» Problem
Decide whether each of the following statements agrees with the account of the flight to Martha's Vineyard: (a) the transponder was repaired at the local avionics shop; (b) the writer's base is in Groton, CT; (c) the writer was learning to fly in 1987. For each statement, answer yes or no and quote the deciding words of the account.

» Given text
To The Vineyard!
On approach to runway 24, Vineyard Haven, MA
In early August I determined that the aircraft I fly on a regular basis needed some TLC from our local avionics shop. A few weeks and a few Ben Franklin's later, the aircraft found its way back to the hangar with VOR and localizer receivers tuned to specification, glideslope receiver #2 and transponder repaired, and static / altimeter system and transponder inspections completed for another two years. Such is life with private aircraft ownership.
Since we missed out on flying for three of the nicest weekends of the waning summer, we felt completely justified scheduling a flight to one of the nicest vacation spots on the east coast before the warm, sunny weather retreated to a latitude far south of our own. We were bound for Martha's Vineyard.
Using my recent experience obtained flying to Groton, CT from our base in Old Bridge, NJ, I manged to file an IFR route very close to the one we received from McGuire TRACON one pleasant September Saturday morning...
Cessna 9803C, cleared to the Martha's Vineyard airport via direct RBV V276 DIXIE V16 JFK V229 BDR V475 V188 TMU V374 MVY Direct, maintain 2000, expect 7000 10 minutes after departure, departure frequency 120.25, squawk 4040".
We soon contacted McGuire Approach and heard those beautiful words all instrument pilots love to hear, "radar contact". Of course, every time I receive a clearance into the IFR system it reminds me that we have the finest air traffic control system in the world, manned by a dedicated staff of professionals whose only goal is the efficient and safe movement of ALL air traffic, no matter whether we have one, two, or 10 engines, burn 100LL or JET-A, or fly at 100 or 500 Knots. I'm comforted by the fact that a portion of our fuel cost ($2.25-$2.75 gallon) goes directly to supporting this system, rather than having to write a check every time we use the system. And, to think...some people in this country wish to destroy what works so well. But, I digress.
Although I had been flying quite often in recent months, visibility and ATC routing prevented me from seeing what I saw this day from the air for the first time. As I gazed down on the city I had practically grown up seeing from the air, all I could think about was how much I relied upon the towers as a point of reference. When I was learning to fly back in 1987, I remember thinking that if I ever got lost or disoriented in the local practice area I could always look to the towers to help me find my way home. In spite of being far more familiar with the area and with the needles perfectly centered this calm and clear September morning, I looked around the city for that familar landmark and felt strangely lost.

» Supplied records
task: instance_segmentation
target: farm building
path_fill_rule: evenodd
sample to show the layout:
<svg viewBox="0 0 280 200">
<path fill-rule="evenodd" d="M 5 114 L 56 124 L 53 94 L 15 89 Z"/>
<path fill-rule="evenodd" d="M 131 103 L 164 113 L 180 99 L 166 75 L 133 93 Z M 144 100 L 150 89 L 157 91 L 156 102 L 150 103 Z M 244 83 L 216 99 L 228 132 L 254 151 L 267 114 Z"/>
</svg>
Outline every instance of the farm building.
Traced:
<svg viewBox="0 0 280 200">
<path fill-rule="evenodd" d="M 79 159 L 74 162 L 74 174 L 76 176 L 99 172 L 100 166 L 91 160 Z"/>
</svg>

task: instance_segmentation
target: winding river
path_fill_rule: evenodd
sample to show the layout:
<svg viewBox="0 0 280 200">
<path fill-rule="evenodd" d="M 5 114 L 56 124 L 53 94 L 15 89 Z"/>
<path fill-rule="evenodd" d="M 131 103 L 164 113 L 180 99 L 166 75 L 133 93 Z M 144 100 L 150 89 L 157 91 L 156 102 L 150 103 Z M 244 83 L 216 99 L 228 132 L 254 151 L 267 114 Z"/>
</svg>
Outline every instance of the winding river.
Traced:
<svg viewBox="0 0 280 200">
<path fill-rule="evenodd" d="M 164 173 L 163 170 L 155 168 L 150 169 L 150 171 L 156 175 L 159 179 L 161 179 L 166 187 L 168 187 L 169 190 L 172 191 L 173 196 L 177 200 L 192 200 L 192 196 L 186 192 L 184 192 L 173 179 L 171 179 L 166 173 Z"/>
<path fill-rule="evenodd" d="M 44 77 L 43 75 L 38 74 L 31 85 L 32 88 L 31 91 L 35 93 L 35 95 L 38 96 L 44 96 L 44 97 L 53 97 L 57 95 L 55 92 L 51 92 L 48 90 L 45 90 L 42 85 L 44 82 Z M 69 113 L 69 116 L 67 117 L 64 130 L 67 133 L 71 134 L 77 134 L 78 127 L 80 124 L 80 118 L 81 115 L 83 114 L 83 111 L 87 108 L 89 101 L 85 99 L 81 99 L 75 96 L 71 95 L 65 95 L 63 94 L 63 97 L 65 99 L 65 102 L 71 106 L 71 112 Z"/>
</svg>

» Full solution
(a) Yes: "glideslope receiver #2 and transponder repaired"
(b) No: "from our base in Old Bridge, NJ"
(c) Yes: "When I was learning to fly back in 1987"